Assignment:
Extract the line that contains "Target: white gable trim" and every line after it to the end of the records below, exactly as written and nothing else.
Data listing: Begin
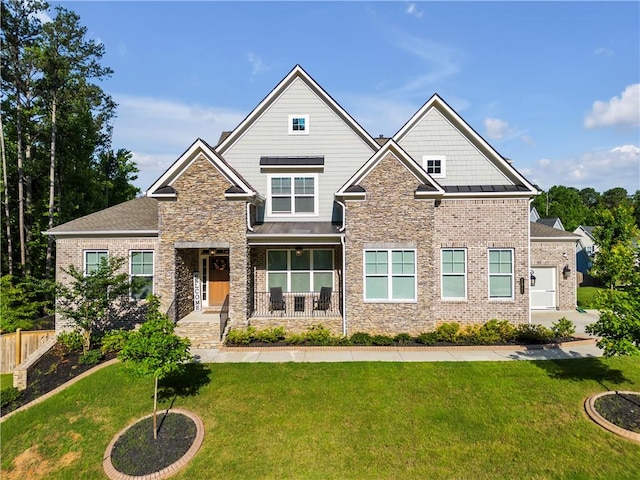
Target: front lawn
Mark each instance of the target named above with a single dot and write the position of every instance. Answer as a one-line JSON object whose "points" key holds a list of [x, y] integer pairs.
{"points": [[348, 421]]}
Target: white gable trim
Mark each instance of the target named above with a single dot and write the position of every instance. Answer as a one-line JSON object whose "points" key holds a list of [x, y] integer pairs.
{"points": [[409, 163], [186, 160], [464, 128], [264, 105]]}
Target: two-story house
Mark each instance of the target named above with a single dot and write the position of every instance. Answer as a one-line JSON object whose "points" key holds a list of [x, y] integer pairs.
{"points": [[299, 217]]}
Data listing: End
Written response:
Target: white gable trim
Mark each instance of the target named above with a single dot and write the position of every instance. Answer as a one-line JSON object whose "points" key holds a list of [x, y] integer pairs.
{"points": [[409, 163], [186, 160], [464, 128], [264, 105]]}
Target: two-story house
Mark each instance of the target named above with a single dot and write the position of every instance. Answer as a one-line JSON object whose "points" key holds a list of [x, y] integer pairs.
{"points": [[299, 217]]}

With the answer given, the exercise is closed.